Getting started with the R package `corila`

Introduction

The R package corila implements “sparse modelling with grouped and correlated features allowing for privileged information” (Rauschenberger, 2026).

It can be installed from GitHub (development version) or CRAN (stable release, not yet available):

remotes::install_github(repo = "rauschenberger/corila")
#utils::install.packages(pkgs = "corila")

The main function of this R package is cv.corila. This function fits the proposed model, tuning the hyperparameters and estimating the parameters. This function requires the arguments x (predictor matrix), y (response vector), group (group object), and family (character “gaussian”, “binomial”, “poisson”, or “cox”). It returns an object of class"cv.corila", for which standard S3 methods like coef (for extracting coefficients) and predict (for making predictions) are available. The R package corila is an extension of the R package glmnet (Friedman et al., 2010), using a similar user interface.

Simulating data

We will simulate some toy data for \(n_0\) training observations, \(n_1\) test observations, and \(p\) predictor variables arranged in \(q\) groups. The logical vector holdout indicates which observations will be held out for model testing.

set.seed(1)
n0 <- 100
n1 <- 10000
p <- 200
q <- 20
holdout <- rep(x = c(FALSE, TRUE), times = c(n0, n1))
****************
*Directions*:
1. In the corila package guide, which four values can the family argument take?
2. Carry the corila package guide on from the point where it stops.
The data plays no part in any of this.

*Stored data*:
****************
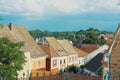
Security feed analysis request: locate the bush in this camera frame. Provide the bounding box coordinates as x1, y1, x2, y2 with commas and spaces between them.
68, 65, 78, 73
****************
*Answers for this exercise*:
1. "gaussian", "binomial", "poisson", or "cox".

2.
Here we simulate equally sized and non-overlapping groups of predictor variables. The \(p\)-dimensional character vector group indicates the predictor group. We set the correlation between two predictors to \(0.5\) if they are in the same group, and otherwise to \(0\). Simulation from a multivariate Gaussian distribution leads to the \((n_0+n_1) \times p\) numerical matrix x.

group <- rep(x = seq_len(q), each = p / q)
mu <- rep(x = 0, times = p)
sigma <- 0.5 * outer(X = group, Y = group, FUN = "==")
diag(sigma) <- 1
x <- MASS::mvrnorm(n = n0 + n1, mu = mu, Sigma = sigma)

Here we simulate the \(p\)-dimensional effect vector beta, and the \(n\)-dimensional response vector y. For each group, all coefficients either equal zero (with probability \(90\%\)) or are drawn from the folded standard Gaussian distribution (with probability \(10\%\)).

beta <- rep(x = stats::rbinom(n = q, size = 1, prob = 0.1), each = p / q) *
  abs(stats::rnorm(n = p))
y <- stats::rnorm(n = 1) + x %*% beta + stats::rnorm(n = n0 + n1)

Model fitting

Model fitting is done as in the R package glmnet. But next to the \(n_0 \times p\) predictor matrix x_train and the \(n_0\)-dimensional response vector y_train, it also requires the \(p\)-dimensional group vector group. If this argument is set to NULL, information exchange is only based on the correlation (not on the grouping). This is for the Gaussian family, but the proposed method also allows for the binomial and Poisson families as well as the Cox model.

object <- list()
object$glmnet <- glmnet::cv.glmnet(x = x[!holdout, ],
                                   y = y[!holdout],
                                   family = "gaussian")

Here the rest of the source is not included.